■ RECORDS TO PROCESS
★ ★ ★ ★

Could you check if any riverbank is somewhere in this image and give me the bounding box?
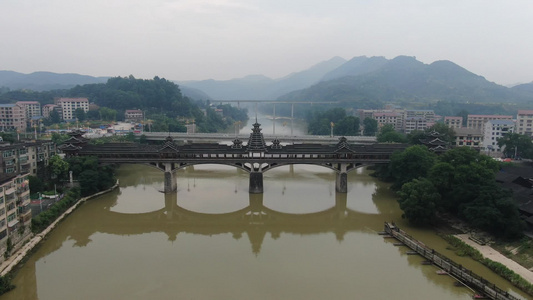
[0,181,119,277]
[455,234,533,284]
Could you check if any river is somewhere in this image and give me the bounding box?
[0,116,529,300]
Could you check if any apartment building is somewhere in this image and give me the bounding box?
[452,127,483,150]
[0,173,31,246]
[482,119,515,154]
[405,110,435,122]
[0,141,57,176]
[0,104,26,132]
[15,101,41,120]
[42,104,59,118]
[516,110,533,137]
[55,98,89,120]
[466,114,513,131]
[373,112,403,131]
[404,117,431,134]
[125,110,143,122]
[444,116,463,129]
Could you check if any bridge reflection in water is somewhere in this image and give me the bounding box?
[68,190,390,255]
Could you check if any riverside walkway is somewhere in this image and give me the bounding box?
[384,222,522,300]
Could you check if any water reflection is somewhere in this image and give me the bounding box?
[3,164,528,300]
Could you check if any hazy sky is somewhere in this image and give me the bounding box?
[2,0,532,85]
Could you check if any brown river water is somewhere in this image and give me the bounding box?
[0,163,529,300]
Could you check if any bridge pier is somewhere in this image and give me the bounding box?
[163,163,177,193]
[336,172,348,193]
[249,172,264,194]
[335,163,348,193]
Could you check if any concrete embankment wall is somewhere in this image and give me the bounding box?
[0,181,119,277]
[384,222,519,300]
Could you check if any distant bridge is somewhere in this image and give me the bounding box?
[136,132,377,144]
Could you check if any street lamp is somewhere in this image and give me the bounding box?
[38,192,42,212]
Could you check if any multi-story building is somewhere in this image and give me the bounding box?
[0,173,31,248]
[444,116,463,129]
[373,112,403,131]
[452,127,483,150]
[55,98,89,121]
[0,141,57,176]
[482,119,515,155]
[405,110,435,122]
[125,110,143,122]
[0,104,26,132]
[15,101,41,120]
[466,114,513,131]
[516,110,533,137]
[42,104,59,118]
[404,117,430,134]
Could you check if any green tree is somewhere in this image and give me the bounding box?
[28,175,44,194]
[388,145,436,190]
[0,133,15,143]
[497,133,533,159]
[456,109,469,127]
[51,132,69,145]
[74,108,86,122]
[363,117,378,136]
[86,110,100,120]
[335,116,360,136]
[99,107,117,121]
[49,155,69,182]
[377,124,407,143]
[50,110,61,124]
[397,178,440,226]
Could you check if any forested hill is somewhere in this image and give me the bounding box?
[68,76,196,114]
[278,56,533,106]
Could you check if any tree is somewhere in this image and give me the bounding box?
[397,178,440,226]
[456,109,469,127]
[99,107,117,121]
[49,155,69,182]
[363,117,378,136]
[377,124,408,143]
[28,176,44,194]
[407,130,426,145]
[51,132,69,145]
[388,145,436,190]
[86,110,100,120]
[50,109,61,124]
[497,133,533,159]
[335,116,360,136]
[74,108,86,122]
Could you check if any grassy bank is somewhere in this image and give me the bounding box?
[442,235,533,296]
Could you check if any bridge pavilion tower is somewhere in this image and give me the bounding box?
[246,122,268,193]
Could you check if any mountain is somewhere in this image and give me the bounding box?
[278,56,531,106]
[0,71,109,91]
[178,56,346,100]
[321,56,388,81]
[511,82,533,93]
[178,85,213,101]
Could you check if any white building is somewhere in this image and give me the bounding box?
[55,98,89,121]
[482,119,515,155]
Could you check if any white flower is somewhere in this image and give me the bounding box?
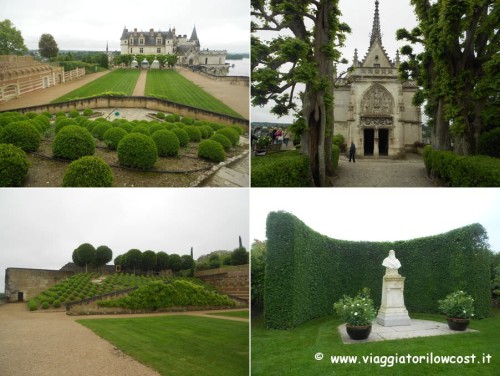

★ ★ ★ ★

■ WHAT THE EXERCISE ASKS
Word for word, repeat the material above and drop the pictures.

■ RESPONSE AREA
Could you check if any riverbank is somewhere in this image and give me the bounding box?
[0,181,119,277]
[455,234,533,284]
Could you check if any river is somewhere in this image and give me the bounding box?
[0,116,529,300]
Could you check if any apartment building is somewhere in this image and give me the bounding box?
[452,127,483,150]
[0,173,31,246]
[482,119,515,154]
[405,110,435,122]
[0,141,57,176]
[0,104,26,132]
[15,101,41,120]
[42,104,59,118]
[516,110,533,137]
[55,98,89,120]
[466,114,513,131]
[373,112,403,131]
[404,117,431,134]
[125,110,143,122]
[444,116,463,129]
Could you check if any bridge reflection in water is somewhere in this image and give me the bounding box?
[68,190,390,255]
Could you check if any riverside walkway is somewhere in this image and give me the bounding box?
[384,222,522,300]
Could you check if any water reflection is somewhere in this image and give me the bounding box?
[3,164,528,300]
Could you check if any hazy sky is somewhere in this image and give me the bounding box?
[2,0,532,85]
Could you check if any brown river water is somewhere in this image and give me the bounding box?
[0,163,529,300]
Could you check if any bridge pier is somewhere in this image and give me the bounding box?
[163,163,177,193]
[336,172,348,193]
[249,172,264,194]
[335,163,348,193]
Could you check if any concrete embankment wall is somewhere in this image and give me the bounding box?
[0,181,119,277]
[384,222,519,300]
Could you check if any distant bridge is somewhere in this image and give me the bounding box?
[136,132,377,144]
Could you check if any street lamp is somewhere in this image and give me the bounding box?
[38,192,42,212]
Could you check if any multi-story building is somewhere in this image and give me the bounding box?
[0,173,31,248]
[444,116,463,129]
[373,112,403,131]
[452,127,483,150]
[55,98,89,121]
[0,141,57,176]
[482,119,515,155]
[405,110,435,122]
[125,110,143,122]
[0,104,26,132]
[15,101,41,120]
[466,114,513,131]
[516,110,533,137]
[42,104,59,118]
[404,117,430,134]
Could you check if any green tree is somewhere in this image and give me the bounding box?
[28,175,44,194]
[388,145,436,190]
[0,133,15,143]
[497,133,533,159]
[456,109,469,127]
[51,132,69,145]
[74,108,86,122]
[363,117,378,136]
[86,110,100,120]
[335,116,360,136]
[99,107,117,121]
[49,155,69,182]
[377,124,407,143]
[50,110,61,124]
[397,178,440,226]
Could you check if any forested hill is somewhere in this image and give me the bounding box?
[68,76,196,114]
[278,56,533,106]
Could you check if any tree is somewhere in this image and give me the bounding box?
[397,178,440,226]
[456,109,469,127]
[99,107,117,121]
[49,155,69,182]
[363,117,378,136]
[377,124,408,143]
[28,176,44,194]
[407,130,426,145]
[51,132,69,145]
[388,145,436,190]
[86,110,100,120]
[50,109,61,124]
[497,133,533,159]
[335,116,360,136]
[74,108,86,122]
Could you check if any grassy bank is somewhere in this image and give me the bounding box?
[442,235,533,296]
Could you check if any bridge pavilion tower is somewhere in this image and give me the bounding box?
[246,122,268,193]
Could you check if any mountain is somewhere in this image and give me the bounding box?
[278,56,531,106]
[0,71,109,91]
[178,56,346,100]
[321,56,388,81]
[511,82,533,93]
[178,85,213,101]
Could you check if any white building is somewhere in this image and give me the bounding box?
[55,98,89,121]
[482,119,515,155]
Could you check if any white flower is somewhere in this image and give me the bounding box?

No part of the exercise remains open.